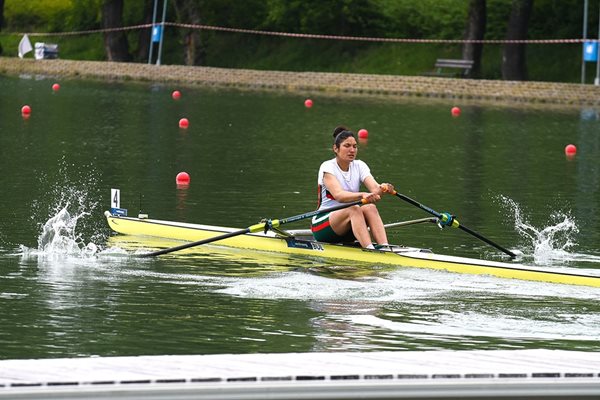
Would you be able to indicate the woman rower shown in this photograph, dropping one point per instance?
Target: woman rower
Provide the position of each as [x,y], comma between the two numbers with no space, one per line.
[339,181]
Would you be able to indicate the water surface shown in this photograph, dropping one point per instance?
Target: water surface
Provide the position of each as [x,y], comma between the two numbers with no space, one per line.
[253,155]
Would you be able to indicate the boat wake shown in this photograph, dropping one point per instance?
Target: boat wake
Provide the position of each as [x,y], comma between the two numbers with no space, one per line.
[550,245]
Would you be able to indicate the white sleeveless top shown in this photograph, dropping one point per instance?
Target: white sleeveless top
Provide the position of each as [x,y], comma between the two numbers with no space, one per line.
[350,181]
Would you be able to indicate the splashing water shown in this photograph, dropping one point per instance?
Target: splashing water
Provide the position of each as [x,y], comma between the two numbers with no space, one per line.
[548,244]
[59,236]
[66,200]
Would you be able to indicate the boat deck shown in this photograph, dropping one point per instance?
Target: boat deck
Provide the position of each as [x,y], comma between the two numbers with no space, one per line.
[494,374]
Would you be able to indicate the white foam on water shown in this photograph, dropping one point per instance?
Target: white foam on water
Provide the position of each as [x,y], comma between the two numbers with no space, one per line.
[475,324]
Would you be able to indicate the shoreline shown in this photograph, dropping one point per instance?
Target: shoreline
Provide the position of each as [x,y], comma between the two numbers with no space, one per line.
[326,83]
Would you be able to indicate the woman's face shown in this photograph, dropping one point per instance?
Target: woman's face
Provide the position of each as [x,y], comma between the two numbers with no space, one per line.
[347,149]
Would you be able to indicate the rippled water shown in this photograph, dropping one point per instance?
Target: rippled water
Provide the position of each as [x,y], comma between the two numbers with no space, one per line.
[69,287]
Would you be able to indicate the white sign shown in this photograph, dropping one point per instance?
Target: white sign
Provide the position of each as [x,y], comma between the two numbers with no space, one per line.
[115,198]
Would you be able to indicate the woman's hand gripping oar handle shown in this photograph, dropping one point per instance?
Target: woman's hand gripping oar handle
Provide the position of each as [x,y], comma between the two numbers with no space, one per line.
[447,219]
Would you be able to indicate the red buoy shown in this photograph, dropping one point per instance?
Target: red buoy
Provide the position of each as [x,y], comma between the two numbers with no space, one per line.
[570,150]
[182,178]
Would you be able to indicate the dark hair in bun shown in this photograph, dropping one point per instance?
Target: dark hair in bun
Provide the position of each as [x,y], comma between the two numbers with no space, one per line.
[341,133]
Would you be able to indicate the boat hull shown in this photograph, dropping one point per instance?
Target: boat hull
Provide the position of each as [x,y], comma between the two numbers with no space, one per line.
[401,257]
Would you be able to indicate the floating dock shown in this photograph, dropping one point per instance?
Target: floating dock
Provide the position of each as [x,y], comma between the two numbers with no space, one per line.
[494,374]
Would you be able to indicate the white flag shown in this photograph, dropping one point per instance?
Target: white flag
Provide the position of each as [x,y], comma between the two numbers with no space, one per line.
[24,46]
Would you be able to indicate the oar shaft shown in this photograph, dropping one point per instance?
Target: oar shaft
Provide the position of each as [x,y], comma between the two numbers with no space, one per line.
[198,243]
[460,226]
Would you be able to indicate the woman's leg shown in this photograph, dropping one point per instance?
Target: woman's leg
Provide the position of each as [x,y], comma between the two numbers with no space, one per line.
[351,218]
[373,220]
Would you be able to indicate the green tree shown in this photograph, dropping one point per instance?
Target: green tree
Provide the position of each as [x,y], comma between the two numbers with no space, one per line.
[115,42]
[514,65]
[475,31]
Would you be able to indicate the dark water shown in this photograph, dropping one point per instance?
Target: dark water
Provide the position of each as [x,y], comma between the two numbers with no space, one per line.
[502,171]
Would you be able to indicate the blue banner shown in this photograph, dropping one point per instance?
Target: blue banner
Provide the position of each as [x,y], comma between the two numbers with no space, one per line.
[156,33]
[590,51]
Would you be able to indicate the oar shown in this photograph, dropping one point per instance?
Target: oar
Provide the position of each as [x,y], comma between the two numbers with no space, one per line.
[448,220]
[262,226]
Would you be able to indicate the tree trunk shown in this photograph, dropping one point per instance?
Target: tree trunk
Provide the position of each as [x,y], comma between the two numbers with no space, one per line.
[144,36]
[1,20]
[188,12]
[115,42]
[514,66]
[475,31]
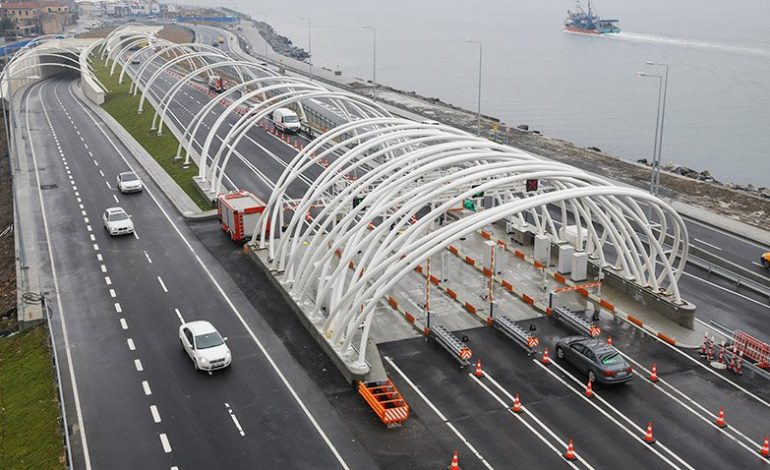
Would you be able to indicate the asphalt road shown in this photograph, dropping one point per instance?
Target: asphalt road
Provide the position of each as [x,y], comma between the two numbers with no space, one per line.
[123,299]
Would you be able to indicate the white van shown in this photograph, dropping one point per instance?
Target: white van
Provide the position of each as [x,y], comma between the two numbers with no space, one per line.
[286,120]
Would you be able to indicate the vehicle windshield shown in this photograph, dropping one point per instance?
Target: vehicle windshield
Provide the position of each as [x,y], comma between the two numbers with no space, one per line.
[611,359]
[209,340]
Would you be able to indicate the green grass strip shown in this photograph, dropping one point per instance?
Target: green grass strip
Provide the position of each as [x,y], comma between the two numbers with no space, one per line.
[29,413]
[122,106]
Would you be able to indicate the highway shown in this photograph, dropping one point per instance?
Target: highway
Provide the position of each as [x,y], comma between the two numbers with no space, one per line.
[121,300]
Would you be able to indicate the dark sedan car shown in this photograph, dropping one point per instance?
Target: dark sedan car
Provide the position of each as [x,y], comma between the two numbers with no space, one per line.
[596,358]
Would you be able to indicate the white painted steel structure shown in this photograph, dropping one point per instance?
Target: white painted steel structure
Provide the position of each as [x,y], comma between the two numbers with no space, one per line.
[384,195]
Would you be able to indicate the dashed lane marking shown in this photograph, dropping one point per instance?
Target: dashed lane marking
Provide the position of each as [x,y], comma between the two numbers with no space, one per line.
[164,442]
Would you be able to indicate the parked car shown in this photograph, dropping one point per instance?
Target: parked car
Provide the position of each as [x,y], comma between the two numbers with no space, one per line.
[205,346]
[129,182]
[117,221]
[600,361]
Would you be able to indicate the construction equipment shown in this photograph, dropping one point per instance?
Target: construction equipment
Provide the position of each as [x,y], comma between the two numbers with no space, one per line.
[386,402]
[447,340]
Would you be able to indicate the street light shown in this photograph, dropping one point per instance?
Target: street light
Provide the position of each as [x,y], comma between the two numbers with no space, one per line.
[655,154]
[309,48]
[662,121]
[478,109]
[374,61]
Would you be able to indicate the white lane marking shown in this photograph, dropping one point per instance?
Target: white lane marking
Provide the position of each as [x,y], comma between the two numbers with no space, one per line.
[438,413]
[597,397]
[532,416]
[230,304]
[634,434]
[164,442]
[706,243]
[708,419]
[727,290]
[522,421]
[62,317]
[235,420]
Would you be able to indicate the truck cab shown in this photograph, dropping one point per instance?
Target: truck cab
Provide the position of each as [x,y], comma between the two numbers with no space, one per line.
[286,120]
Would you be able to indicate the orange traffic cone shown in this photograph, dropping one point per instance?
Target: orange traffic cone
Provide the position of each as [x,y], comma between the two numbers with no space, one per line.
[546,359]
[721,418]
[455,465]
[653,373]
[570,454]
[765,450]
[478,373]
[516,408]
[648,435]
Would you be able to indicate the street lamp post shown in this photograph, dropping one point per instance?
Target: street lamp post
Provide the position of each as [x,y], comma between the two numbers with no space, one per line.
[655,163]
[662,121]
[478,108]
[374,61]
[309,48]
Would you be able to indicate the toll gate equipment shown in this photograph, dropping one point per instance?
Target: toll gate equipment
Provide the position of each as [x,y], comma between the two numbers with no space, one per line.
[520,336]
[238,213]
[459,351]
[576,322]
[386,402]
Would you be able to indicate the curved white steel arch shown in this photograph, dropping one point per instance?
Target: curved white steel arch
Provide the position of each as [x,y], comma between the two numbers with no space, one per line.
[168,98]
[308,249]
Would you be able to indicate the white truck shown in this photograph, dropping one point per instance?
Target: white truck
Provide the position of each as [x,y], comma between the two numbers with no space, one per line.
[216,84]
[286,120]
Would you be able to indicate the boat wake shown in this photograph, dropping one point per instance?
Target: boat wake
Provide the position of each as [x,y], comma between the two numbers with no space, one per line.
[687,43]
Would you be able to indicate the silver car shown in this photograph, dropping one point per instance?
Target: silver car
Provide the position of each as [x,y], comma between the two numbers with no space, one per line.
[596,358]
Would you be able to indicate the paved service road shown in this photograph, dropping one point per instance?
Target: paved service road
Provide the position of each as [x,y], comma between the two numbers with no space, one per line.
[122,300]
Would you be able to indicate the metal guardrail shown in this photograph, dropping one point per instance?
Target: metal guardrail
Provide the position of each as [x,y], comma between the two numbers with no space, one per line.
[576,322]
[518,334]
[456,348]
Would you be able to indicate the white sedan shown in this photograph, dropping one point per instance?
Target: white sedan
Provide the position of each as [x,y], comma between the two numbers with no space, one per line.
[205,346]
[117,221]
[128,182]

Task statement: Print the data above verbatim from the first line through the line holding "Target: splashing water", leaving every picture out.

Reply:
Would you be able to indicate the woman rower shown in this photograph, dropping one point per instance?
Target: woman rower
Provide the position of each as [x,y], comma between the two numbers with no space, one per line.
[339,181]
Would you be able to indicate the water surface shown in this photograph, dropping one point per instance?
Target: water surface
Provide the position of each as [x,y], comma between the two numbers with no space, one per line.
[253,155]
Would you be able to indicate the boat wake shown in this photograph, dropping one point per instance?
Target: boat wake
Provide the position of each as [x,y], comma between the two numbers with no space, one per line.
[550,245]
Would you be able to indicate the white sleeveless top shown in this photograph, dropping one point per instance?
Target: white sleeveless top
Provide the position of each as [x,y], comma between the two numbers with no space, one per line.
[350,181]
Would you be able to indicate the splashing water shown in this photograph, dropping one point per instance?
Target: splashing water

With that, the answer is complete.